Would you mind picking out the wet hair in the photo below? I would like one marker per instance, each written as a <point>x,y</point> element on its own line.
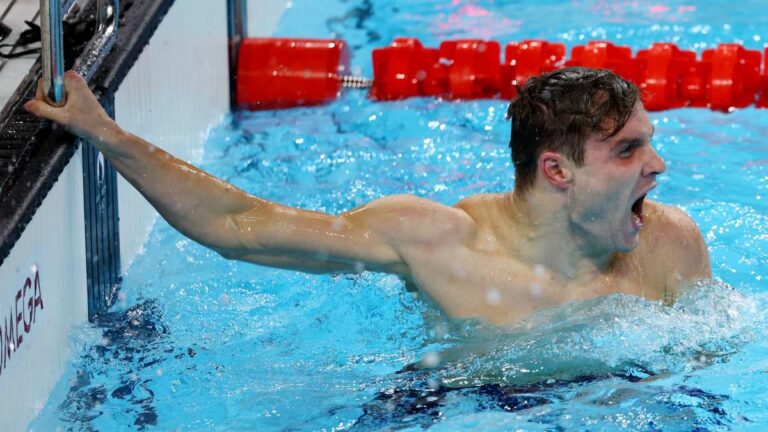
<point>559,110</point>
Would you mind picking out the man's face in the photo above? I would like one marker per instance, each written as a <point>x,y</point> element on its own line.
<point>606,198</point>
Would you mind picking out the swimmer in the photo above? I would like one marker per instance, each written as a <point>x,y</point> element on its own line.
<point>576,226</point>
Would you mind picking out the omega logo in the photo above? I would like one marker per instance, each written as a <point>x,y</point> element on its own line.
<point>21,317</point>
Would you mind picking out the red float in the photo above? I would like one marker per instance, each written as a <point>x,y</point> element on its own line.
<point>662,71</point>
<point>605,55</point>
<point>469,69</point>
<point>277,73</point>
<point>281,73</point>
<point>526,59</point>
<point>734,78</point>
<point>402,70</point>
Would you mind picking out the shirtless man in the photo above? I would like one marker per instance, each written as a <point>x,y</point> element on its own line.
<point>576,226</point>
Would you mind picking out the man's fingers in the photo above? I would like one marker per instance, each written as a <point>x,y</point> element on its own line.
<point>40,93</point>
<point>73,80</point>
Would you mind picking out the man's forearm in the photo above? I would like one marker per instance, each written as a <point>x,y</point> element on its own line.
<point>191,200</point>
<point>194,202</point>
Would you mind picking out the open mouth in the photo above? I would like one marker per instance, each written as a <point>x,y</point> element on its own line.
<point>637,212</point>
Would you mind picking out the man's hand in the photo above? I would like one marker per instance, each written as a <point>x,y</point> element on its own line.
<point>82,114</point>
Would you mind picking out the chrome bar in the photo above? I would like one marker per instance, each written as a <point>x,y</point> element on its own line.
<point>237,27</point>
<point>7,10</point>
<point>52,50</point>
<point>107,12</point>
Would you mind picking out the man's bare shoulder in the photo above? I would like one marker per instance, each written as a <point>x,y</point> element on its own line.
<point>671,222</point>
<point>411,219</point>
<point>480,206</point>
<point>674,242</point>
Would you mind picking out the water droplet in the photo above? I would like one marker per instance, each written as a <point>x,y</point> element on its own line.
<point>493,297</point>
<point>224,300</point>
<point>431,359</point>
<point>359,267</point>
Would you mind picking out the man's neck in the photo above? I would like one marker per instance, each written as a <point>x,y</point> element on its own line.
<point>543,236</point>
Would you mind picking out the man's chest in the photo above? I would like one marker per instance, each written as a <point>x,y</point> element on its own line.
<point>466,282</point>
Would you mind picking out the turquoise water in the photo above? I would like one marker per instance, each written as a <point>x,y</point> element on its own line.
<point>196,342</point>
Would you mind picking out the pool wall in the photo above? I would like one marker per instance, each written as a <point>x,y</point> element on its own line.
<point>174,93</point>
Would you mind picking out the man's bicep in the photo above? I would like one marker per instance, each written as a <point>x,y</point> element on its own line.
<point>691,255</point>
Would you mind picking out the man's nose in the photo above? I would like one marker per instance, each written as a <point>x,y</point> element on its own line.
<point>655,164</point>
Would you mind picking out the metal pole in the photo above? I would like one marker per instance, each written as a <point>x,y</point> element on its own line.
<point>237,25</point>
<point>53,56</point>
<point>107,13</point>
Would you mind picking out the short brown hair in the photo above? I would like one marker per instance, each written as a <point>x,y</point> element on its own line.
<point>559,110</point>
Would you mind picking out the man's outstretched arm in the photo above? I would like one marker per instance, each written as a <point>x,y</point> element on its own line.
<point>242,226</point>
<point>194,202</point>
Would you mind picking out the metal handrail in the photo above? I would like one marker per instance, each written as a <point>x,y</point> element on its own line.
<point>52,50</point>
<point>237,28</point>
<point>98,47</point>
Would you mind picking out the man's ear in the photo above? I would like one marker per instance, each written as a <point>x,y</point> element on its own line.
<point>554,167</point>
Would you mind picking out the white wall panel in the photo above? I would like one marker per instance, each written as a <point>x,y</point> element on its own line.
<point>53,246</point>
<point>177,90</point>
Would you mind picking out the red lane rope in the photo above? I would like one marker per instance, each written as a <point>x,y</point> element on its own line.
<point>276,73</point>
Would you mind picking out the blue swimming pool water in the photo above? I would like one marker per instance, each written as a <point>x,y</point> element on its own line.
<point>200,343</point>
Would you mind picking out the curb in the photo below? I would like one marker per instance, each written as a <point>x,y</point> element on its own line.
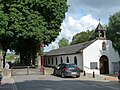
<point>111,78</point>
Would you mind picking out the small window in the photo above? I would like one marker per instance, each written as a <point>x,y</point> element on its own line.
<point>93,65</point>
<point>56,61</point>
<point>67,60</point>
<point>48,60</point>
<point>52,60</point>
<point>103,46</point>
<point>75,60</point>
<point>61,60</point>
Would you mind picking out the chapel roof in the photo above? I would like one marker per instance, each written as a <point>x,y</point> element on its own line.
<point>77,48</point>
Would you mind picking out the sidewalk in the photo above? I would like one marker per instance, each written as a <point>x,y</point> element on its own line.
<point>8,84</point>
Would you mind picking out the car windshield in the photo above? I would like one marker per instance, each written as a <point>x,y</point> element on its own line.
<point>71,66</point>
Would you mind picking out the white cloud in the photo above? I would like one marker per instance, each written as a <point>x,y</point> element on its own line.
<point>83,14</point>
<point>99,8</point>
<point>71,26</point>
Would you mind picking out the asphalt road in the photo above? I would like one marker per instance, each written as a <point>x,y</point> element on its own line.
<point>49,82</point>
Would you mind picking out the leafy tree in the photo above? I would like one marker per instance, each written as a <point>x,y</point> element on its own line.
<point>63,42</point>
<point>83,37</point>
<point>112,29</point>
<point>28,23</point>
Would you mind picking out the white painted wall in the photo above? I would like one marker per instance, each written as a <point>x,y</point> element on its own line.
<point>93,53</point>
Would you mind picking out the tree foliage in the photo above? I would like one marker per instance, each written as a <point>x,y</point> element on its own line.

────────────────────

Repeat every one of the lines above word for word, leaving the pictures out.

Would you mind picking out the wet hair in the photo below? I would like one marker per instance, each written as a <point>x,y</point> element on its own line.
<point>559,110</point>
Would you mind picking out the man's face in the photo above? I would like one marker per instance, each written as a <point>x,y</point> element on its own line.
<point>606,198</point>
Would you mind picking out the swimmer in the photo above? I would like one marker per instance, each written as a <point>x,y</point> element on its own line.
<point>576,226</point>
Would you mind picking out the omega logo in the photo above? I would like one marker per instance, each written as a <point>x,y</point> element on its own line.
<point>21,317</point>
Would you mind picking out the red float in the photo above? I would like one marker per instance, each written as a <point>x,y</point> element on its own line.
<point>662,71</point>
<point>605,55</point>
<point>469,69</point>
<point>277,73</point>
<point>281,73</point>
<point>526,59</point>
<point>734,78</point>
<point>402,70</point>
Would you mind picking out the shirtless man in the photo above? I would like one marker per instance, each written as a <point>x,y</point> element on its own line.
<point>576,226</point>
Would you mind picking out the man's fingers in the photo above? I would like one marker per instance, each written as a <point>x,y</point> element on its own line.
<point>40,93</point>
<point>73,80</point>
Would you mind picking out the man's forearm in the photo above? I would like one marker per instance, each written as a <point>x,y</point> element on its own line.
<point>191,200</point>
<point>194,202</point>
Would you mind picking out the open mouth in the photo above? I would like one marker per instance, each written as a <point>x,y</point> element on its own line.
<point>637,212</point>
Would you mind picking out the man's hand in the photo above? I would like one marker per instance, each written as a <point>x,y</point> element on its own line.
<point>82,114</point>
Would you mind picking out the chrome bar in the photo above? I would like one marker per instance, each written as a <point>x,y</point> element on its own line.
<point>237,27</point>
<point>7,10</point>
<point>52,50</point>
<point>107,12</point>
Would you mind picking out the man's bare shoulder in the photo above? I would like one marker per instance, each written as a <point>x,y</point> element on its own line.
<point>671,222</point>
<point>411,219</point>
<point>480,206</point>
<point>674,242</point>
Would you mind picking out the water droplet in the photo above? I would like one marker per instance, each written as a <point>x,y</point> element on its own line.
<point>493,297</point>
<point>224,300</point>
<point>431,359</point>
<point>359,267</point>
Would you mind picking out the man's neck in the photo above? I would like one marker per instance, each written as a <point>x,y</point> element on its own line.
<point>543,236</point>
Would you mind picking out the man's chest in the photo above? I would like one marker per instance, each written as a <point>x,y</point> element on its own line.
<point>466,282</point>
Would you mind picking out the turquoise water in the photo above? I would like one marker per instance, each written as a <point>x,y</point> element on its own line.
<point>196,342</point>
Would you mind picking out the pool wall in the photo above? I would like one marker per instance, each written as a <point>x,y</point> element on its own line.
<point>174,93</point>
Would you mind picking out the man's bicep in the photo above? I would like one marker per instance, each written as a <point>x,y</point> element on its own line.
<point>691,255</point>
Would you mind picking out the man's nose in the photo above? I would like one marker per instance, each written as a <point>x,y</point> element on its own line.
<point>655,164</point>
Would you mind picking out the metal pole in the photo above? I would like one marker per instance, each written as a <point>x,y</point> element on its own line.
<point>237,25</point>
<point>53,56</point>
<point>107,13</point>
Would you mind picking out the short brown hair in the photo above? I would like one marker per instance, each written as a <point>x,y</point> element on its own line.
<point>559,110</point>
Would you mind picking out the man's outstretched arm in the photo above? I would like one marker per instance, each written as a <point>x,y</point> element on its own line.
<point>242,226</point>
<point>194,202</point>
Would you mind picking out the metal handrail in the photo above? I would like one marker per instance, each written as a <point>x,y</point> element on its own line.
<point>52,50</point>
<point>237,28</point>
<point>98,47</point>
Would you mind picking out the man's ear in the photo above? I would like one marker per instance, each written as a <point>x,y</point> element on its own line.
<point>554,167</point>
Would you mind picking out the white wall panel in the photo above? I would like one marker per instance, each written as a <point>x,y</point> element on its own line.
<point>53,246</point>
<point>177,90</point>
Would you mind picking out the red lane rope in the photo above? I would like one marker per instance, each written as a <point>x,y</point> element on its own line.
<point>276,73</point>
Would you mind picking out the blue swimming pool water in the photo above? I would like one marker per instance, each written as a <point>x,y</point> element on its own line.
<point>200,343</point>
Would you mind picking out the curb in the photo below? I would like one marker per instance, each written as a <point>x,y</point> element on its own line.
<point>111,78</point>
Would you mind picking out the small window in the photo above? I would like one marker per instance, each written as a <point>x,y</point> element on its own line.
<point>93,65</point>
<point>56,61</point>
<point>67,60</point>
<point>48,60</point>
<point>52,60</point>
<point>103,46</point>
<point>75,60</point>
<point>61,60</point>
Would you mind picking out the chapel roof in the photo above? I would like one marker per instance, each written as a <point>x,y</point> element on its own line.
<point>77,48</point>
Would you mind picking out the sidewalk in the photo above? I would like one marker per instance, each written as a <point>x,y</point> element on its own line.
<point>8,84</point>
Would you mind picking out the car windshield in the photo above? I would like one marker per instance, each written as a <point>x,y</point> element on its own line.
<point>71,66</point>
Would you mind picking out the white cloud in the photo above? I would like one marker per instance, each written as a <point>x,y</point> element on its own line.
<point>83,14</point>
<point>99,8</point>
<point>71,26</point>
Would you mind picking out the asphalt road in the photo above? I would like one marker per instance, each written as a <point>x,y</point> element on its own line.
<point>49,82</point>
Would you mind picking out the leafy tree in the photo above? I would like one marker per instance, each written as a <point>x,y</point> element on its own line.
<point>63,42</point>
<point>83,37</point>
<point>112,29</point>
<point>28,23</point>
Would you mind picking out the white painted wall in the photo above? I would like one marker per instance, each written as a <point>x,y</point> element on its own line.
<point>93,53</point>
Would you mind picking out the tree foliage in the photo above? I would like one marker per instance, each written as a <point>x,y</point> element on its own line.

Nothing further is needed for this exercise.